TEXTE À LIRE:
↓↓↓
La maintenance et le recrutement des unités, avec surtout l’adjonction de commandants à choisir parmi un panel sporadiquement renouvelé ou augmenté constitue presque en soi un mini jeu de rôles vraiment plaisant.

Chaque leader, en plus de son nom, son grade et son origine géographique, présente des caractéristiques d’attaque et de défense applicables aux unités commandées. Un niveau de commandement influant sur la récupération des troupes, en termes de préparation au combat, ainsi qu’une spécialité éventuelle supplémentaire viennent compléter le portrait du personnage. Ce dernier dans un style rappelant les « mug shots » d’un Jagged Alliance renforce un peu plus le côté cartoonesque de certains graphismes. On aimera ou pas… il n’en demeure pas moins que ces personnages influent sur l’attachement que l’on portera aux unités ; un paramètre non négligeable dans ce type de wargame.

Deux campagnes donc ; cinq scénarios pour la plus courte retraçant l’opération Compass des armées Alliées, soit l’affrontement contre les troupes italiennes en Libye, entre décembre 1940 et février 1941. il s’agit ici d’une campagne historique, avec les unités généralement admises comme ayant participé et des objectifs cohérents avec le déroulement des combats. La seconde, Mare Nostrum, que l’on pourrait presque qualifier d’a-historique celle-là, comprend 20 scénarios. Bien que reprenant le déroulement chronologique de la progression de l’Afrika Korps en Cyrénaïque et en Lybie, son caractère plus libre permet au joueur de modifier à son gré -selon la disponibilité des ressources- le nombre et la nature des unités présentes dans son armée. La contrainte du nombre d’éléments déployables demeure présente, malgré tout.
↑↑↑
ACTIONS DEMANDÉES:
1 > Dans le texte sur le wargame :
(a) À quel jeu le style des portraits des personnages est-il comparé ?
(b) Entre quelles dates s'est déroulé l'affrontement contre les troupes italiennes en Libye ?
(c) Combien de scénarios la campagne Mare Nostrum comprend-elle ?
2 > Pouvez-vous citer mot pour mot toutes les lignes des enregistrements ci-dessous ?

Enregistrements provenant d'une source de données
↓↓↓
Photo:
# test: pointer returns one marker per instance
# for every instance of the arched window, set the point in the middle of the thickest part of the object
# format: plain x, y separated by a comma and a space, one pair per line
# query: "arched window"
↑↑↑
RÉPONSES AUX CONSIGNES:
1 >
(a) À Jagged Alliance, avec ses « mug shots ».
(b) Entre décembre 1940 et février 1941.
(c) 20 scénarios.

2 >
Photo:
# test: pointer returns one marker per instance
# for every instance of the arched window, set the point in the middle of the thickest part of the object
# format: plain x, y separated by a comma and a space, one pair per line
# query: "arched window"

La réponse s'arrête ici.